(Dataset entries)
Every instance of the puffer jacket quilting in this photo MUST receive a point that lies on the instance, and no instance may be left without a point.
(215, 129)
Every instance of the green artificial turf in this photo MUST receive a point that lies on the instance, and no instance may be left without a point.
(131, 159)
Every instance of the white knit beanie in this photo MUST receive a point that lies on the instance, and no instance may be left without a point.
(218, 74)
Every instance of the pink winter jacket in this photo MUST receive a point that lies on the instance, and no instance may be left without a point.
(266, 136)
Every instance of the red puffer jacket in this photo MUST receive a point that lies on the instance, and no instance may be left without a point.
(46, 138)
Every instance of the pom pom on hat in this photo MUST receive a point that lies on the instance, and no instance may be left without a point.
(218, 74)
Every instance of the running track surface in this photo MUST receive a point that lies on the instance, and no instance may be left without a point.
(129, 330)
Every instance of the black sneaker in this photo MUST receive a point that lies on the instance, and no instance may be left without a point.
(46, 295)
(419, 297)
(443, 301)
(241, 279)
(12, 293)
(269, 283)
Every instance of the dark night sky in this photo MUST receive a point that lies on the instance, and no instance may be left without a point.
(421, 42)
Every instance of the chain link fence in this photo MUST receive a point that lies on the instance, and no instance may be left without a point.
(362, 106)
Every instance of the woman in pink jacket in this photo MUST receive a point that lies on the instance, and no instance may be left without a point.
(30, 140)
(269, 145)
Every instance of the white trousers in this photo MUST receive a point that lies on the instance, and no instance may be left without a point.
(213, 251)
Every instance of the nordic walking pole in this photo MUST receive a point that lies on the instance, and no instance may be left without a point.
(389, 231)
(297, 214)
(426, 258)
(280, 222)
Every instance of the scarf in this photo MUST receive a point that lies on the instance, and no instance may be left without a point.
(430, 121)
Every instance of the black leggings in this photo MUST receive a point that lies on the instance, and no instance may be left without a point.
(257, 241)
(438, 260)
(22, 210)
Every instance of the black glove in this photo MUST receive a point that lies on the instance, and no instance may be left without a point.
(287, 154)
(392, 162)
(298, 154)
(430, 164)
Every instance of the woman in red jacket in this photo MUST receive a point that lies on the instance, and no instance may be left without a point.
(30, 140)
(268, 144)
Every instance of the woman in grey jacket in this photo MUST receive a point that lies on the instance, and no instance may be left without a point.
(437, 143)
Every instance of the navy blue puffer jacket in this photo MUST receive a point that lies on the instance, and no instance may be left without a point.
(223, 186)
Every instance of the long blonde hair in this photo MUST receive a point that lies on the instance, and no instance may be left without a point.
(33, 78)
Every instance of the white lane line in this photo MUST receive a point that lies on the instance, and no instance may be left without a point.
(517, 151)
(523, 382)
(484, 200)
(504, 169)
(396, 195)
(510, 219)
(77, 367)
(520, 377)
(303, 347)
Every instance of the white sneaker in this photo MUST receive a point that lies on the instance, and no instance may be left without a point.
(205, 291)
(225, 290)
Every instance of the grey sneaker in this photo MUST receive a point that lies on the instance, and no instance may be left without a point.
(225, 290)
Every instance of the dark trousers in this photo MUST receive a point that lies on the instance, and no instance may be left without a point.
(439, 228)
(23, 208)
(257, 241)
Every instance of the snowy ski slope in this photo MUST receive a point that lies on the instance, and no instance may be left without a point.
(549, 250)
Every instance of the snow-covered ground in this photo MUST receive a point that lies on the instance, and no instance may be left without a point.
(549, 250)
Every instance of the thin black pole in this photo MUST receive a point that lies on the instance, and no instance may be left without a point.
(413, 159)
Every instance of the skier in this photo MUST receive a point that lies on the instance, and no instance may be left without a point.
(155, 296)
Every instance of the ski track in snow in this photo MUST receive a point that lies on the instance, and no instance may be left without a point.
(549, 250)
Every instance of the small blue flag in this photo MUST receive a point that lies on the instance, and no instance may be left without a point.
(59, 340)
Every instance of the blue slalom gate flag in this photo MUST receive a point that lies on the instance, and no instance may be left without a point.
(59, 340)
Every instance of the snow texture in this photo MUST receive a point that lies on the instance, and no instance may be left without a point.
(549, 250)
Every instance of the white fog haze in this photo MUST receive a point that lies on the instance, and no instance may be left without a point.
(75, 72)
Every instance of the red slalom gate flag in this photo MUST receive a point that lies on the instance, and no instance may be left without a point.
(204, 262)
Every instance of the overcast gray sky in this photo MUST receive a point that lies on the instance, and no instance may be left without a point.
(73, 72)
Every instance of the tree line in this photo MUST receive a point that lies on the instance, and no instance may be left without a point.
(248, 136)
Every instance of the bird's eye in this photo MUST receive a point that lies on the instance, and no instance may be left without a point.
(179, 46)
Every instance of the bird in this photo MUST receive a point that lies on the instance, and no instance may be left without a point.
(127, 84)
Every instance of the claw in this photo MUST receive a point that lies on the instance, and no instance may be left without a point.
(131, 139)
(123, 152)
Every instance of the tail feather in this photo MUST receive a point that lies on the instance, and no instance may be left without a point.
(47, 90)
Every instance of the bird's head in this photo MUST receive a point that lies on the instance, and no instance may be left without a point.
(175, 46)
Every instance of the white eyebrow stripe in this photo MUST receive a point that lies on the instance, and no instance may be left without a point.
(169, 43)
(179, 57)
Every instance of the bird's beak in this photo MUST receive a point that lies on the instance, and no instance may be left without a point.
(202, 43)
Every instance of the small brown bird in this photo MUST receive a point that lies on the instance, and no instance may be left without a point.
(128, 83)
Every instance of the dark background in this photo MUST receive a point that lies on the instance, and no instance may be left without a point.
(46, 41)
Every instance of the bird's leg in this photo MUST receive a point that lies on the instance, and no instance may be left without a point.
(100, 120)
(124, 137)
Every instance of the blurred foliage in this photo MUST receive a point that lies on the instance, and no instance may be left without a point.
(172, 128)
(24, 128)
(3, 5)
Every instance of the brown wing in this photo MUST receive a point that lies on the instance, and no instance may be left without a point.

▶ Task objective
All the records, as written, must be given again.

▶ Response for this exercise
Every instance of the puffer jacket quilting in this photo MUST receive a point that lies on the instance, and no instance may be left without a point.
(215, 129)
Every instance of the green artificial turf in this photo MUST receive a point that lies on the instance, and no instance may be left without a point.
(131, 159)
Every instance of the white knit beanie in this photo MUST receive a point that lies on the instance, and no instance may be left without a point.
(218, 74)
Every instance of the pink winter jacket in this photo MUST receive a point that lies on the instance, and no instance may be left without a point.
(266, 136)
Every instance of the red puffer jacket in this photo MUST receive a point that lies on the instance, and no instance may be left without a point.
(46, 138)
Every instance of the pom pom on hat in this photo MUST receive a point that lies on the instance, and no instance may be left without a point.
(218, 74)
Every instance of the running track surface in this photo MUST receive a point that lies on the instance, and no instance may be left without a point.
(129, 330)
Every instance of the black sneaker in this photo MUST receive a point that lies on the instance, and no instance may be left without a point.
(46, 295)
(419, 297)
(443, 301)
(241, 279)
(12, 293)
(269, 283)
Every instance of the dark night sky in this photo MUST receive a point that lies on the instance, and no instance may be left without a point.
(421, 42)
Every instance of the chain link fence in this photo MUST receive a point that lies on the instance, and no instance may be left without a point.
(362, 106)
Every instance of the woman in pink jacket in this photo MUST receive a point that lies on the instance, and no instance may be left without a point.
(30, 140)
(269, 145)
Every instance of the white trousers in this photo MUST receive a point that lies on the instance, and no instance may be left without a point.
(213, 251)
Every instance of the nordic walking pole in this photo MUST receive a point that lies on the instance, and no instance may be left without a point.
(389, 231)
(297, 214)
(426, 258)
(280, 222)
Every instance of the scarf in this photo MUST receive a point that lies on the instance, and no instance may be left without a point.
(430, 121)
Every instance of the black leggings in this photo MUST receive a point that lies on the instance, and no instance may be left without a point.
(257, 241)
(438, 260)
(22, 210)
Every instance of the black glove in this photo MUST receive a point that lies on the instance, and no instance may be left without a point.
(287, 154)
(392, 162)
(298, 154)
(430, 164)
Every instance of the woman in red jacket in this photo MUST receive a point that lies on the instance, and no instance may be left without a point.
(30, 140)
(268, 144)
Every instance of the woman in grey jacket in this photo MUST receive a point that lies on the instance, and no instance may be left without a point.
(437, 143)
Every instance of the navy blue puffer jacket in this photo MUST receive a point that lies on the instance, and no instance may be left without a point.
(223, 186)
Every instance of the long blonde hair in this photo MUST receive a point that lies on the instance, and no instance may be left without a point.
(33, 78)
Every instance of the white lane line in this photo MUST receive a point that lies on the instance, and no instance may be left without a point.
(517, 151)
(523, 382)
(484, 200)
(504, 169)
(396, 195)
(510, 219)
(77, 367)
(520, 377)
(303, 347)
Every instance of the white sneaker in this photo MUST receive a point that lies on the instance, and no instance may be left without a point.
(205, 291)
(225, 290)
Every instance of the grey sneaker in this photo MUST receive a point that lies on the instance, and no instance may be left without a point.
(225, 290)
Every instance of the dark trousers in this photo MUST receive a point that lies on the instance, and no instance may be left without a point.
(439, 228)
(23, 208)
(257, 241)
Every instance of the snowy ski slope in this photo MUST receive a point that lies on the instance, and no instance may be left without a point.
(549, 250)
Every instance of the snow-covered ground in this photo MUST receive a point that lies on the instance, and no instance may be left without a point.
(549, 250)
Every instance of the thin black pole in this photo MUST receive a point that lies on the instance, and no instance may be left without a point.
(413, 159)
Every instance of the skier in this photo MUST receive a point that lies on the instance, and no instance may be left without a point.
(155, 296)
Every instance of the ski track in snow in this photo MUST receive a point that lies on the instance, and no instance may be left without a point.
(549, 250)
Every instance of the small blue flag in this photo MUST receive a point that lies on the instance, and no instance may be left without a point.
(59, 340)
Every instance of the blue slalom gate flag in this photo MUST receive a point that lies on the instance, and no instance may be left without a point.
(59, 340)
Every instance of the snow texture in this photo MUST receive a point that lies on the instance, and no instance may be left without a point.
(549, 250)
Every instance of the white fog haze in this photo MUST receive a point that lies on the instance, and no instance may be left without a point.
(75, 72)
Every instance of the red slalom gate flag in this photo MUST receive a point that lies on the instance, and no instance may be left without a point.
(204, 262)
Every instance of the overcast gray sky in this photo MUST receive a point that lies on the instance, and no instance may be left without a point.
(73, 72)
Every instance of the tree line in this photo MUST receive a point that lies on the instance, and no instance may be left without a point.
(248, 136)
Every instance of the bird's eye in this photo MUST receive a point that lies on the instance, and no instance may be left without a point.
(179, 46)
Every instance of the bird in this photo MUST receive a point that lies on the instance, and no instance may be left without a point.
(127, 84)
Every instance of the claw in this photo MUST receive a point that lies on the instance, and no instance may be left without a point.
(131, 139)
(123, 152)
Every instance of the tail feather in this photo MUST receive a point that lies on the instance, and no instance may be left without a point.
(47, 90)
Every instance of the bird's head in this photo MUST receive a point that lies on the instance, and no instance may be left without a point.
(175, 46)
Every instance of the white eyebrow stripe in this photo MUST receive a point that lies on the instance, and no instance may be left without a point.
(169, 43)
(179, 57)
Every instance of the bird's beak in this photo MUST receive a point that lies on the instance, and no instance may be left without a point.
(202, 43)
Every instance of the small brown bird in this photo MUST receive a point that lies on the instance, and no instance may be left without a point.
(128, 83)
Every instance of the dark background in this photo MUST receive a point that lies on the instance, and no instance may be left without a point.
(46, 41)
Every instance of the bird's leg in this photo MUST receive a point that lies on the instance, and no instance may be left without a point.
(100, 120)
(124, 137)
Every instance of the blurred foliage in this photo MUST receive a point that lies on the instance, and no instance may be left without a point.
(172, 128)
(24, 128)
(3, 5)
Every instance of the brown wing in this photo MUST receive a point that lies on the instance, and no instance may be left without a point.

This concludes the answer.